Copy the entries below word for word, leaving out the pictures.

----

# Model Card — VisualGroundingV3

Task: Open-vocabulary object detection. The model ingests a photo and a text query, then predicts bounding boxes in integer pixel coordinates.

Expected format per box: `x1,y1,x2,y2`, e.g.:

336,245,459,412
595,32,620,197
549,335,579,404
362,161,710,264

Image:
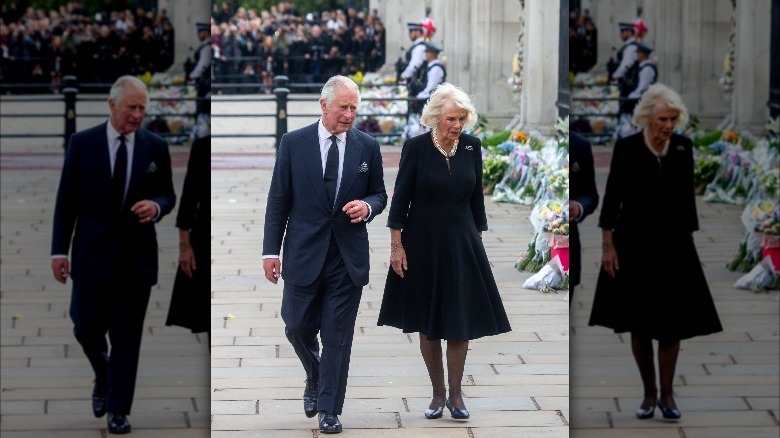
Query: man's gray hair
420,82,477,129
108,75,149,104
631,82,688,128
320,75,360,108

----

ANSWER TO THE TASK »
# Model Card — VisualGroundingV3

Task: Open-vocabulary object detection. The model ingests a photo and a text query, then predicts bounding boxes in integer pixel coordinates.

Expected format per box: `x1,y1,x2,y2`, e.g.:

336,245,459,412
595,32,620,197
549,335,579,404
362,161,710,264

Image:
Query: man's gray hair
420,82,477,129
108,75,149,104
631,82,688,128
320,75,360,108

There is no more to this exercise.